====== Raw data ======

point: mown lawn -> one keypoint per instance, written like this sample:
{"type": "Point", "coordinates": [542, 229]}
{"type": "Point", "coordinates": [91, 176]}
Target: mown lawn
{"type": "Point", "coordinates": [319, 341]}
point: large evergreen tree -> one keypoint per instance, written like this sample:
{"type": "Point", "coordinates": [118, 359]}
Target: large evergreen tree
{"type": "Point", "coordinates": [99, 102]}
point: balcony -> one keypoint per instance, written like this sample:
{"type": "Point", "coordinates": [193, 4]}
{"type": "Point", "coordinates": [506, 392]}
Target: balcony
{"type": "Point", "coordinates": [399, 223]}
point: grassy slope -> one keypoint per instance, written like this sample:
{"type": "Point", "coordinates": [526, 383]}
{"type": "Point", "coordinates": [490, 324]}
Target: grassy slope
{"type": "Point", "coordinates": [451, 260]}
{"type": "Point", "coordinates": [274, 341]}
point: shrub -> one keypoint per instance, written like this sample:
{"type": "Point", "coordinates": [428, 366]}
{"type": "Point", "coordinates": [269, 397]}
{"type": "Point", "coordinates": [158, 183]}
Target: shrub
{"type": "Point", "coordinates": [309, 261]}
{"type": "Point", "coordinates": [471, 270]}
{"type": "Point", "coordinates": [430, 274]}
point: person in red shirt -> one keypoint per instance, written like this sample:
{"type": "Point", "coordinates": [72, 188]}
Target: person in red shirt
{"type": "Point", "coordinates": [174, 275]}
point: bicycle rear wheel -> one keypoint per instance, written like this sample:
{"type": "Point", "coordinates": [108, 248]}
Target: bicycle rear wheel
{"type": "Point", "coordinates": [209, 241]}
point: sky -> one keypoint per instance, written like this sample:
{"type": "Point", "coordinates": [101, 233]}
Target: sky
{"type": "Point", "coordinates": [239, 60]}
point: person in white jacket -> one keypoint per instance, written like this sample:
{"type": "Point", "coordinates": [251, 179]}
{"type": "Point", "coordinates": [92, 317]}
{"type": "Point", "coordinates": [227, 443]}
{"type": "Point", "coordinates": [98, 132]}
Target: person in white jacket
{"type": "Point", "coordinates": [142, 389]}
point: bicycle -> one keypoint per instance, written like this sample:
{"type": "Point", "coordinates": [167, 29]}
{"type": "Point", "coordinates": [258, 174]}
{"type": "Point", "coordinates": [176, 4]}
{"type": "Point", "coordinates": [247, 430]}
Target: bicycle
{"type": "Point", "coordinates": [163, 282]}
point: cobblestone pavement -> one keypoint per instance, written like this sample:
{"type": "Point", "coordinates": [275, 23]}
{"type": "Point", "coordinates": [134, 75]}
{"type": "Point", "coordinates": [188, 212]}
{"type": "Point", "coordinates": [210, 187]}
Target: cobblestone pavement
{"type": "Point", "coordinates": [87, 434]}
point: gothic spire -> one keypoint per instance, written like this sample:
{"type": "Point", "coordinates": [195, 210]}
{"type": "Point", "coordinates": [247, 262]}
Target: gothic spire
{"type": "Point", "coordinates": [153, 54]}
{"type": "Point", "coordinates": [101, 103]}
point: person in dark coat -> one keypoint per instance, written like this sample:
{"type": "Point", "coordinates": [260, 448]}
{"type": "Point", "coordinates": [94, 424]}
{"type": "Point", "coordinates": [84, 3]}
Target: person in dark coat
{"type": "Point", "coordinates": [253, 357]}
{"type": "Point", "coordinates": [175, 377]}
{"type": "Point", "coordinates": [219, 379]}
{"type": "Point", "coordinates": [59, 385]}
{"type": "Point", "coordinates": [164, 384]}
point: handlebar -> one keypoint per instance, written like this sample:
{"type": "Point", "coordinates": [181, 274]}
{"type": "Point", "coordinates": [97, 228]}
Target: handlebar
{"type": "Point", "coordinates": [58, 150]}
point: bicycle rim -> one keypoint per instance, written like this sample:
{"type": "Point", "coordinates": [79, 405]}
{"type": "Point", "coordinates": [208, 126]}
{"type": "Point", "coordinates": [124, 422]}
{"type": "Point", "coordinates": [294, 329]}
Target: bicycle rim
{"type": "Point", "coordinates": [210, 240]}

======

| Stated problem |
Set down every line of the data above again, without changing anything.

| Response to this task |
point: mown lawn -> one keypoint per instance, written like this sample:
{"type": "Point", "coordinates": [542, 229]}
{"type": "Point", "coordinates": [91, 176]}
Target: mown lawn
{"type": "Point", "coordinates": [319, 341]}
point: large evergreen tree -> one keypoint per instance, written like this sample:
{"type": "Point", "coordinates": [118, 359]}
Target: large evergreen tree
{"type": "Point", "coordinates": [99, 102]}
point: balcony -> one keypoint per instance, written like this sample:
{"type": "Point", "coordinates": [193, 4]}
{"type": "Point", "coordinates": [506, 392]}
Target: balcony
{"type": "Point", "coordinates": [399, 223]}
point: grassy slope -> one keypoint per instance, written like this sample:
{"type": "Point", "coordinates": [526, 383]}
{"type": "Point", "coordinates": [490, 324]}
Target: grassy slope
{"type": "Point", "coordinates": [451, 260]}
{"type": "Point", "coordinates": [274, 341]}
point: shrub -> one keypoint per instance, written like this sample:
{"type": "Point", "coordinates": [428, 366]}
{"type": "Point", "coordinates": [269, 397]}
{"type": "Point", "coordinates": [158, 183]}
Target: shrub
{"type": "Point", "coordinates": [309, 261]}
{"type": "Point", "coordinates": [471, 270]}
{"type": "Point", "coordinates": [430, 274]}
point: person in red shirt -> one keypoint per instance, written like this sample:
{"type": "Point", "coordinates": [72, 188]}
Target: person in red shirt
{"type": "Point", "coordinates": [174, 275]}
point: bicycle rear wheel -> one keypoint per instance, written like this sample:
{"type": "Point", "coordinates": [108, 248]}
Target: bicycle rear wheel
{"type": "Point", "coordinates": [209, 241]}
point: sky -> one keypoint per instance, written like this sample:
{"type": "Point", "coordinates": [101, 233]}
Target: sky
{"type": "Point", "coordinates": [239, 60]}
point: person in white jacket -> one keypoint per instance, written like this sample:
{"type": "Point", "coordinates": [251, 179]}
{"type": "Point", "coordinates": [92, 317]}
{"type": "Point", "coordinates": [227, 443]}
{"type": "Point", "coordinates": [98, 132]}
Target: person in white jacket
{"type": "Point", "coordinates": [142, 389]}
point: bicycle -> one keypoint per instance, written like this sample:
{"type": "Point", "coordinates": [167, 29]}
{"type": "Point", "coordinates": [258, 174]}
{"type": "Point", "coordinates": [176, 4]}
{"type": "Point", "coordinates": [247, 430]}
Target: bicycle
{"type": "Point", "coordinates": [163, 282]}
point: cobblestone pavement -> one keypoint per instance, written like this sample:
{"type": "Point", "coordinates": [275, 23]}
{"type": "Point", "coordinates": [134, 75]}
{"type": "Point", "coordinates": [188, 212]}
{"type": "Point", "coordinates": [210, 187]}
Target: cobblestone pavement
{"type": "Point", "coordinates": [87, 434]}
point: gothic spire -> one keypoint per instance, written like this sample:
{"type": "Point", "coordinates": [195, 210]}
{"type": "Point", "coordinates": [247, 262]}
Target: gothic spire
{"type": "Point", "coordinates": [153, 54]}
{"type": "Point", "coordinates": [101, 103]}
point: person in dark coat -> one keypoint per instance, written like this sample:
{"type": "Point", "coordinates": [260, 448]}
{"type": "Point", "coordinates": [94, 424]}
{"type": "Point", "coordinates": [84, 3]}
Target: person in dark coat
{"type": "Point", "coordinates": [253, 357]}
{"type": "Point", "coordinates": [175, 377]}
{"type": "Point", "coordinates": [219, 379]}
{"type": "Point", "coordinates": [59, 385]}
{"type": "Point", "coordinates": [164, 384]}
point: handlebar -> one keypoint per instance, written like this sample:
{"type": "Point", "coordinates": [181, 274]}
{"type": "Point", "coordinates": [97, 228]}
Target: handlebar
{"type": "Point", "coordinates": [58, 150]}
point: bicycle rim -> one keypoint per instance, written like this sample:
{"type": "Point", "coordinates": [79, 405]}
{"type": "Point", "coordinates": [208, 126]}
{"type": "Point", "coordinates": [124, 422]}
{"type": "Point", "coordinates": [294, 329]}
Target: bicycle rim
{"type": "Point", "coordinates": [210, 240]}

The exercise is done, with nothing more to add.